§ **Texto propuesto**:
++++++++++

Los capítulos 5, 6 y 19 del Apocalipsis relatan lo que se verificará en los cielos una vez que la Iglesia haya entrado allí. Los santos, representados por los veinticuatro ancianos, están sentados alrededor del trono; vestidos de ropas blancas y ceñidas sus frentes de coronas de oro, adoran —postrados delante del que está sentado en el trono— diciendo: «Digno eres de tomar el libro y de abrir sus sellos; porque tú fuiste inmolado, y con tu sangre nos has redimido para Dios, de todo linaje y lengua y pueblo y nación …» En el cap. 19 leemos: «Gocémonos y alegrémonos y démosle gloria; porque han llegado las bodas del Cordero». ¡Que contraste más grande con lo que se describe en Mateo 25:11! En este pasaje del primer Evangelio, la Palabra nos hace oír el lamento de los que quedaron fuera; mientras que en Apocalipsis 19, percibimos los acentos de gozo triunfal de los que están dentro. Lector, ¿con cuál de estos dos grupos te hayas tú? Medítalo bien, ¡es una solemne pregunta de cuya respuesta depende tu condición eterna! ¿Perdido o salvo?, ¿fuera o dentro? ¿Cuál es tu estado? ¿Dónde estás tú?
«Entonces vi el cielo abierto; y he aquí un caballo blanco, y el que lo montaba se llamaba Fiel y Verdadero, y con justicia juzga y pelea», prosigue el capítulo 19 del Apocalipsis (vv. 11-16), donde vemos salir al Señor de los señores y al Rey de los reyes con sus ejércitos: «De su boca sale una espada aguda, para herir con ella a las naciones, y él las regirá con vara de hierro; y él pisa el lagar del vino del furor y de la ira del Dios Todopoderoso».
Echemos todavía una mirada al capítulo 25 de Mateo. Una interpretación bastante común —pero completamente errónea— pretende que la parábola de «las ovejas y de las cabras» es una ilustración del juicio final. Y a menudo se pregunta: «¿No hemos de estar todos allí, para ser entonces colocados unos entre las «ovejas», a Su derecha, otros entre las «cabras», a Su izquierda?» Sin el menor titubeo, contesto rotundamente que no.

++++++++++

§ **Desafíos**:
A: ¿Qué términos enumera el texto sobre el Apocalipsis al indicar de dónde fueron redimidos para Dios quienes adoran ante el trono?
B: ¿Podrías continuar el texto sobre el Apocalipsis a partir de su última oración?
El listado que aparece a continuación no guarda relación con el texto sobre el Apocalipsis.

[Datos recopilados]
++++++++++

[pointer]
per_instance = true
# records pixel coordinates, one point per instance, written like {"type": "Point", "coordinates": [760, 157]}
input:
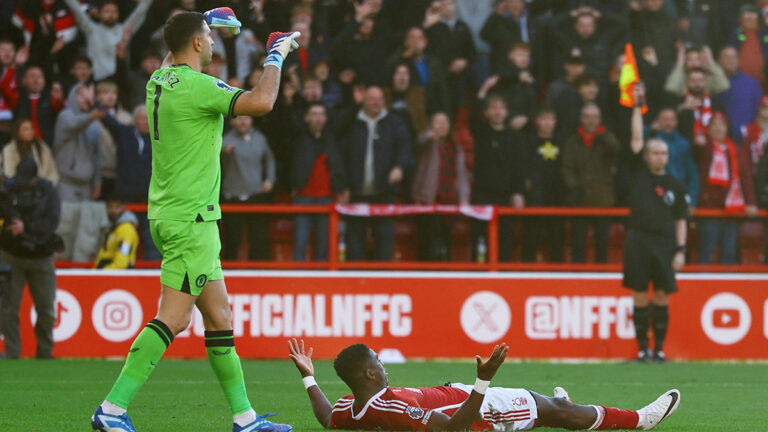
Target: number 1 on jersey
{"type": "Point", "coordinates": [158, 90]}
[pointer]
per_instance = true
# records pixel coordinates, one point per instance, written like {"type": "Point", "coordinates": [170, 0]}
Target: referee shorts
{"type": "Point", "coordinates": [190, 253]}
{"type": "Point", "coordinates": [648, 258]}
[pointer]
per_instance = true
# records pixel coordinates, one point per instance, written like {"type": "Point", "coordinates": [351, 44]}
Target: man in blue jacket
{"type": "Point", "coordinates": [134, 168]}
{"type": "Point", "coordinates": [376, 150]}
{"type": "Point", "coordinates": [681, 164]}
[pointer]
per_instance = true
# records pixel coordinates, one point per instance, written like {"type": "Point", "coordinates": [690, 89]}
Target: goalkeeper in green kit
{"type": "Point", "coordinates": [185, 109]}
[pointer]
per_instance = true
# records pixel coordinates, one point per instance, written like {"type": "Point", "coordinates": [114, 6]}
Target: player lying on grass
{"type": "Point", "coordinates": [373, 405]}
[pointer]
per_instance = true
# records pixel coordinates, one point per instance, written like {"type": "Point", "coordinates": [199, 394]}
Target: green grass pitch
{"type": "Point", "coordinates": [183, 395]}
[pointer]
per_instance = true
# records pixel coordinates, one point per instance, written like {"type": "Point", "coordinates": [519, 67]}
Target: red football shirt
{"type": "Point", "coordinates": [400, 408]}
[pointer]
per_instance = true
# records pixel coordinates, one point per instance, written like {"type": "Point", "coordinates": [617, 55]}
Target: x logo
{"type": "Point", "coordinates": [485, 316]}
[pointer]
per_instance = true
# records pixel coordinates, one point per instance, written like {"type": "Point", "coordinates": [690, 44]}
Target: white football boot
{"type": "Point", "coordinates": [655, 412]}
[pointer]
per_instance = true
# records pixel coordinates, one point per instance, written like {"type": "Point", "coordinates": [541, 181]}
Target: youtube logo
{"type": "Point", "coordinates": [726, 318]}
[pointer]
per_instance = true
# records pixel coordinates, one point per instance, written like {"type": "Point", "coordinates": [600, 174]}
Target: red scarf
{"type": "Point", "coordinates": [701, 116]}
{"type": "Point", "coordinates": [446, 180]}
{"type": "Point", "coordinates": [755, 139]}
{"type": "Point", "coordinates": [719, 174]}
{"type": "Point", "coordinates": [589, 139]}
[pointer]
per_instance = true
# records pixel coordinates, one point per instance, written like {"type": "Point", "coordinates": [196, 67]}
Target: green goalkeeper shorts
{"type": "Point", "coordinates": [190, 253]}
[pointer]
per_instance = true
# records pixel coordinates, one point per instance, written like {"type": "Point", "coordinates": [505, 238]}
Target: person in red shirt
{"type": "Point", "coordinates": [374, 405]}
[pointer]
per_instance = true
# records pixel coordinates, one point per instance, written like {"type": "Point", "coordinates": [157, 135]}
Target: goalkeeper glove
{"type": "Point", "coordinates": [278, 47]}
{"type": "Point", "coordinates": [223, 18]}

++++++++++

§ **Tareas resueltas**:
A: Linaje, lengua, pueblo y nación.

B:
Esta escena representa el juicio de las «Naciones» (o de «los gentiles») viviendo sobre la tierra cuando el Señor venga a establecer Su reino. No son israelitas por cuanto está escrito: «he aquí que este pueblo habitará solo, y entre las (demás) naciones no será contado» (Números 23:9). Tampoco se trata de los creyentes que componen la Iglesia, ya que en ella no puede haber tales distinciones como «griego y judío, circuncisión e incircuncisión» (véase Colosenses 3:11 y Hechos 15:14).
Cabe entonces preguntar: Si Israel y la Iglesia no forman parte de las «naciones» aquí juzgadas, ¿dónde pues se hallan éstos? Dejemos que conteste la Escritura.

1.       En cuanto a la Iglesia, los siguientes pasajes son concluyentes: «Cuando Cristo, vuestra vida, se manifieste, entonces vosotros también seréis manifestados con él en gloria» (Colosenses 3:4); «He aquí, vino el Señor con sus santas decenas de millares, para hacer juicio contra todos, y dejar convictos a todos los impíos de todas sus obras impías que han hecho impíamente …» (Jud. 14-15); «y vendrá Jehová mi Dios, y con él todos los santos … Y Jehová será rey sobre toda la tierra» (Zacarías 14:5 y 9); «Al que venciere», dice el Señor a los de Laodicea, «le daré que se siente conmigo en mi trono» (Apocalipsis 3:21). ¿Hay algo más claro que estos pasajes para demostrar cual será el lugar y la posición que ocuparán los «coherederos», el día que Aquel que es «constituido Heredero de todo» tome posesión de Su herencia?
2.       En cuanto al pueblo de Israel, recordemos en primer lugar que es «simiente de Abraham», según la carne, mientras que Jesús es «Hijo de David, hijo de Abraham» (Mateo 1:1). En Hebreos 2:16 leemos: «Porque ciertamente no socorrió a los ángeles, sino que socorrió a la descendencia de Abraham. Por lo cual debía ser en todo semejante a sus hermanos…» Por lo tanto, si como Hijo de David, Cristo es «Rey» de los Israelitas; como Hijo de Abraham puede hablar de ellos como siendo Sus «hermanos». Y, para cumplir la profecía encerrada en la bendición otorgada por el hijo de Abraham (Isaac) a Jacob, el Rey bendice a los que favorecieron a los hijos de Jacob, mientras que maldice a los que no lo hicieron; según estas palabras: «¡Malditos los que te maldijeren, Y benditos los que te bendijeren!» (Comparar Génesis 27:29 con Mateo 25:34 y 41).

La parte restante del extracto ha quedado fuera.